*** DATASET EXCERPTS Section Begins ***

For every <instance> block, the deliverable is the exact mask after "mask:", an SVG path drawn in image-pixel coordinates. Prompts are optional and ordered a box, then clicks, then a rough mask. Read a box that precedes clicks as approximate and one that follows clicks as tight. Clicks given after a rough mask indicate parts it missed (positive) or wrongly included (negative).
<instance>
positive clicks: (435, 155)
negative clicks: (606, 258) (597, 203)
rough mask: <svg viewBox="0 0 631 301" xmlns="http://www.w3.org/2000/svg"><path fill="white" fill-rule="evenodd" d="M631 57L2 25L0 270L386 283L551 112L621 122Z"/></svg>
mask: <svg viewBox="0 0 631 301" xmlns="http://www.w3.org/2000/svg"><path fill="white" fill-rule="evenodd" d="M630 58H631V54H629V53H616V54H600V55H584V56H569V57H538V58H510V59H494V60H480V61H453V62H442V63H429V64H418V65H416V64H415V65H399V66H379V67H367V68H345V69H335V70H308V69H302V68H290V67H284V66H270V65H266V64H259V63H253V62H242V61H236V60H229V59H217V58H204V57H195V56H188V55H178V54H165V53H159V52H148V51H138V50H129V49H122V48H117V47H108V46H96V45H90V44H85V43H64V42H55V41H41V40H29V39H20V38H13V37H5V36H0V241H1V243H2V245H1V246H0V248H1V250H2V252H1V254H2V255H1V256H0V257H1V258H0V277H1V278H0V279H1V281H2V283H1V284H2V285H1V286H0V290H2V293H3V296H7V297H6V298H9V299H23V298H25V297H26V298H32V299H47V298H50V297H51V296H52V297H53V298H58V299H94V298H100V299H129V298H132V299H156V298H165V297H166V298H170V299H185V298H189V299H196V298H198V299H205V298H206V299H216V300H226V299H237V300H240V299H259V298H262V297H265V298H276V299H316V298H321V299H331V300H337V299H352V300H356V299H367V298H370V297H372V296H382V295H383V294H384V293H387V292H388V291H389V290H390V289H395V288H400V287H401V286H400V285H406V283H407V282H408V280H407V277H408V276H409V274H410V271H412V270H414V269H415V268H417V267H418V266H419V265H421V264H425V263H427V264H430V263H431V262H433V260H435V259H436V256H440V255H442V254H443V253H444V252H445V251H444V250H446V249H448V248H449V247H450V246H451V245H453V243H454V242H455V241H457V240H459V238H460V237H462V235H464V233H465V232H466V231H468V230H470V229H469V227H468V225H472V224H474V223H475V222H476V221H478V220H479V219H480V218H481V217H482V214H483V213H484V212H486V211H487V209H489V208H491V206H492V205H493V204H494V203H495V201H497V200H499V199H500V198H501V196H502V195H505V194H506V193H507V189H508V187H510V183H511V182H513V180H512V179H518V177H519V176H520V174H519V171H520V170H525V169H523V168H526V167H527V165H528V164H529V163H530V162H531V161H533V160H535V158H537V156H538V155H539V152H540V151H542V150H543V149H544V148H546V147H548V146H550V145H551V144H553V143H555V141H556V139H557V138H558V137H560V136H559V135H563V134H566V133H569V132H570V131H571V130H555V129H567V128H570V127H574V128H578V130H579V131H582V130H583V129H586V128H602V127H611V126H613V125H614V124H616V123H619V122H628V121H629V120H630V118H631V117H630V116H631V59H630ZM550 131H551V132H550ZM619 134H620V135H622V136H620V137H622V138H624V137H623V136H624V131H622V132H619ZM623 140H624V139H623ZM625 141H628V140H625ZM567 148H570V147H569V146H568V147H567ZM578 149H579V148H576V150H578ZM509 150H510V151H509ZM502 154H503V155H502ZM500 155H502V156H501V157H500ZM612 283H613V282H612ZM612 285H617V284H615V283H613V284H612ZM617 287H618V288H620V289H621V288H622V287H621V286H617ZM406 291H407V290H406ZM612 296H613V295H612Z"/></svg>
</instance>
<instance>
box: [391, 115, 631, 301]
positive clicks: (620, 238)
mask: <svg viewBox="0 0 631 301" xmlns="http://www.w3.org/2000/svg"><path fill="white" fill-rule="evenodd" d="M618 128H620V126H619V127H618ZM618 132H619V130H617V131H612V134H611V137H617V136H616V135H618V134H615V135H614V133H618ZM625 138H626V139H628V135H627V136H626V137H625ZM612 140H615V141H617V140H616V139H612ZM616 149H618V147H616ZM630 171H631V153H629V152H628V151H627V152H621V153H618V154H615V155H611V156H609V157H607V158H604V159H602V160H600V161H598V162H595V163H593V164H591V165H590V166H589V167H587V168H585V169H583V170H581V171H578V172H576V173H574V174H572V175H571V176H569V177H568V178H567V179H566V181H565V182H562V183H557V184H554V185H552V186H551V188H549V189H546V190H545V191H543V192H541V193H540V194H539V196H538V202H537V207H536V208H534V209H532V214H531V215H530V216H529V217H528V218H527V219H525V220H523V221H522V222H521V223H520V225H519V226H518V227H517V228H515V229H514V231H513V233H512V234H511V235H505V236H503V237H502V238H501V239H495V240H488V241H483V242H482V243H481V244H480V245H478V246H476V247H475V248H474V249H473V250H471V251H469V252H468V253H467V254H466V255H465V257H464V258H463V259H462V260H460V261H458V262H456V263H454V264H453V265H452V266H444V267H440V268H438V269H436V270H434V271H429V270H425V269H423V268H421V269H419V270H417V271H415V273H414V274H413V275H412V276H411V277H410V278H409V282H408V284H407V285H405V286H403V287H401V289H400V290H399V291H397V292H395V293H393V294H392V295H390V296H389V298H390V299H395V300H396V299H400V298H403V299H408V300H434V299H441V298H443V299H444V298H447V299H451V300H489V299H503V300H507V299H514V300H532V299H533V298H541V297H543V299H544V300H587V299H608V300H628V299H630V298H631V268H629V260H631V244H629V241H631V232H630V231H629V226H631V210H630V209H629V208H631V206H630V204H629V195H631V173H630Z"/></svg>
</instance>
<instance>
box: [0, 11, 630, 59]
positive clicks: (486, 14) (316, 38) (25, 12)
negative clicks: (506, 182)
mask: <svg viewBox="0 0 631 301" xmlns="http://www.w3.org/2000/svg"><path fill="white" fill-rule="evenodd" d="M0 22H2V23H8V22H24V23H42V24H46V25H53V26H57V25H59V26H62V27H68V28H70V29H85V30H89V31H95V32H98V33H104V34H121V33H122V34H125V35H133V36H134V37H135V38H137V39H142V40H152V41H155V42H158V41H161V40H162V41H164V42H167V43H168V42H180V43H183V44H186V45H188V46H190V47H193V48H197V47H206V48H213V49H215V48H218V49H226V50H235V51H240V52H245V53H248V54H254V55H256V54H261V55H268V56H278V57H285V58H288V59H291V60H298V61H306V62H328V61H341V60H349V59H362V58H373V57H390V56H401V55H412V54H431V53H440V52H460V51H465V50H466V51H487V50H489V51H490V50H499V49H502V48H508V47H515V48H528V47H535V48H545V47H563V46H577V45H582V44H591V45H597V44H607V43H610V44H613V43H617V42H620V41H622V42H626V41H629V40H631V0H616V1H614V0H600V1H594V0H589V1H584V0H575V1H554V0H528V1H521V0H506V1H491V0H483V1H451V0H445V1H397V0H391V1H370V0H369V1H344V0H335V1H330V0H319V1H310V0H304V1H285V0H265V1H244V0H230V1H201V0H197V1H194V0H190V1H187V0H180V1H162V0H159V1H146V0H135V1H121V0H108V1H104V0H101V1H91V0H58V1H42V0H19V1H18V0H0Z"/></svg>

*** DATASET EXCERPTS Section Ends ***

> **YOUR GOAL**: Set all of the entries down again, exactly as they were given.

> **SOLUTION TO THE EXERCISE**:
For every <instance> block, the deliverable is the exact mask after "mask:", an SVG path drawn in image-pixel coordinates. Prompts are optional and ordered a box, then clicks, then a rough mask. Read a box that precedes clicks as approximate and one that follows clicks as tight. Clicks given after a rough mask indicate parts it missed (positive) or wrongly included (negative).
<instance>
positive clicks: (435, 155)
negative clicks: (606, 258) (597, 203)
rough mask: <svg viewBox="0 0 631 301" xmlns="http://www.w3.org/2000/svg"><path fill="white" fill-rule="evenodd" d="M631 57L2 25L0 270L386 283L551 112L621 122Z"/></svg>
mask: <svg viewBox="0 0 631 301" xmlns="http://www.w3.org/2000/svg"><path fill="white" fill-rule="evenodd" d="M630 58H631V54H629V53H616V54H600V55H584V56H569V57H538V58H510V59H494V60H480V61H453V62H442V63H429V64H418V65H416V64H415V65H399V66H379V67H367V68H345V69H335V70H308V69H302V68H290V67H284V66H270V65H266V64H259V63H253V62H242V61H236V60H229V59H217V58H204V57H195V56H188V55H178V54H165V53H159V52H148V51H138V50H129V49H122V48H117V47H108V46H96V45H90V44H85V43H64V42H55V41H41V40H29V39H20V38H13V37H5V36H0V241H1V243H2V245H1V246H0V248H1V250H2V252H1V254H2V255H1V256H0V257H1V258H0V277H1V278H0V279H1V281H2V283H1V284H2V285H1V286H0V290H2V293H3V296H7V297H6V298H9V299H23V298H25V297H26V298H32V299H47V298H50V297H51V296H52V297H53V298H58V299H94V298H100V299H129V298H132V299H156V298H165V297H166V298H170V299H185V298H189V299H196V298H198V299H205V298H206V299H216V300H226V299H237V300H240V299H259V298H262V297H265V298H276V299H316V298H321V299H331V300H337V299H352V300H356V299H367V298H370V297H372V296H382V295H383V294H384V293H387V292H388V291H389V290H390V289H395V288H400V287H401V286H400V285H406V283H407V282H408V280H407V277H408V276H409V274H410V271H412V270H414V269H415V268H417V267H418V266H419V265H421V264H425V263H427V264H430V263H431V262H433V260H435V259H436V256H440V255H442V254H443V253H444V252H445V251H444V250H446V249H448V248H449V247H450V246H451V245H453V243H454V242H455V241H457V240H459V238H460V237H462V235H464V233H465V232H466V231H468V230H470V229H469V227H468V225H472V224H474V223H475V222H476V221H478V220H479V219H480V218H481V217H482V214H483V213H484V212H486V211H487V209H489V208H491V206H492V205H493V204H494V203H495V201H497V200H499V199H500V198H501V196H502V195H505V194H506V193H507V189H508V187H510V183H511V182H513V180H512V179H518V177H519V176H520V174H519V171H520V170H525V169H523V168H526V167H527V165H528V164H529V163H530V162H531V161H533V160H535V158H537V156H538V155H539V152H540V151H542V150H543V149H544V148H546V147H548V146H550V145H551V144H553V143H555V141H556V139H557V138H558V137H560V136H559V135H563V134H566V133H569V132H570V131H571V130H555V129H567V128H570V127H574V128H578V130H579V131H582V130H583V129H586V128H602V127H611V126H613V125H614V124H616V123H619V122H628V121H629V120H630V118H631V117H630V116H631V59H630ZM550 131H551V132H550ZM619 134H620V135H622V136H620V137H622V138H624V137H623V136H624V131H622V132H619ZM623 140H624V139H623ZM625 141H628V140H625ZM567 148H570V147H569V146H568V147H567ZM578 149H579V148H576V150H578ZM509 150H510V151H509ZM502 154H503V155H502ZM500 155H502V156H501V157H500ZM612 283H613V282H612ZM612 285H617V284H615V283H613V284H612ZM617 287H618V288H620V289H621V288H622V287H621V286H617ZM406 291H407V290H406ZM612 296H613V295H612Z"/></svg>
</instance>
<instance>
box: [391, 115, 631, 301]
positive clicks: (620, 238)
mask: <svg viewBox="0 0 631 301" xmlns="http://www.w3.org/2000/svg"><path fill="white" fill-rule="evenodd" d="M618 128H620V126H619V127H618ZM618 132H619V130H617V131H612V134H611V137H617V136H616V135H618V134H615V135H614V133H618ZM625 138H626V139H628V135H627V136H626V137H625ZM612 140H615V141H617V140H616V139H612ZM616 149H618V147H616ZM630 171H631V153H629V152H628V151H627V152H621V153H618V154H615V155H611V156H609V157H607V158H604V159H602V160H600V161H598V162H595V163H593V164H591V165H590V166H589V167H587V168H585V169H583V170H581V171H578V172H576V173H574V174H572V175H571V176H569V177H568V178H567V179H566V181H565V182H562V183H557V184H554V185H552V186H551V188H549V189H546V190H545V191H543V192H541V193H540V194H539V196H538V202H537V207H536V208H534V209H532V214H531V215H530V216H529V217H528V218H527V219H525V220H523V221H522V222H521V223H520V225H519V226H518V227H517V228H515V229H514V231H513V233H512V234H511V235H505V236H503V237H502V238H501V239H495V240H488V241H483V242H482V243H481V244H480V245H478V246H476V247H475V248H474V249H473V250H471V251H469V252H468V253H467V254H466V255H465V257H464V258H463V259H462V260H460V261H458V262H456V263H454V264H453V265H452V266H444V267H440V268H438V269H436V270H434V271H429V270H425V269H423V268H421V269H419V270H417V271H415V273H414V274H413V275H412V276H411V277H410V278H409V282H408V284H407V285H405V286H403V287H401V289H400V290H399V291H397V292H395V293H393V294H392V295H390V296H389V298H390V299H395V300H396V299H400V298H403V299H408V300H434V299H441V298H443V299H444V298H447V299H451V300H489V299H503V300H507V299H514V300H532V299H533V298H541V297H543V299H544V300H587V299H608V300H628V299H630V298H631V268H629V260H631V244H629V241H631V232H630V231H629V226H631V210H630V209H629V208H631V206H630V204H629V195H631V173H630Z"/></svg>
</instance>
<instance>
box: [0, 11, 630, 59]
positive clicks: (486, 14) (316, 38) (25, 12)
negative clicks: (506, 182)
mask: <svg viewBox="0 0 631 301" xmlns="http://www.w3.org/2000/svg"><path fill="white" fill-rule="evenodd" d="M0 22H2V23H8V22H24V23H42V24H46V25H53V26H57V25H59V26H62V27H68V28H70V29H85V30H89V31H95V32H98V33H104V34H121V33H122V34H125V35H133V36H134V37H135V38H137V39H142V40H152V41H155V42H158V41H161V40H162V41H164V42H167V43H168V42H180V43H183V44H186V45H188V46H190V47H193V48H197V47H206V48H213V49H215V48H218V49H226V50H235V51H240V52H245V53H248V54H254V55H256V54H261V55H268V56H278V57H285V58H288V59H291V60H298V61H306V62H328V61H341V60H349V59H362V58H373V57H390V56H401V55H412V54H431V53H440V52H460V51H465V50H466V51H487V50H489V51H490V50H499V49H502V48H508V47H515V48H528V47H535V48H545V47H563V46H577V45H582V44H591V45H597V44H607V43H610V44H613V43H617V42H620V41H622V42H626V41H629V40H631V0H616V1H614V0H600V1H594V0H589V1H584V0H575V1H554V0H528V1H521V0H506V1H491V0H483V1H451V0H445V1H397V0H391V1H370V0H369V1H344V0H335V1H330V0H319V1H310V0H304V1H285V0H265V1H244V0H230V1H201V0H197V1H194V0H190V1H187V0H180V1H162V0H159V1H146V0H135V1H121V0H108V1H104V0H101V1H91V0H58V1H42V0H19V1H18V0H0Z"/></svg>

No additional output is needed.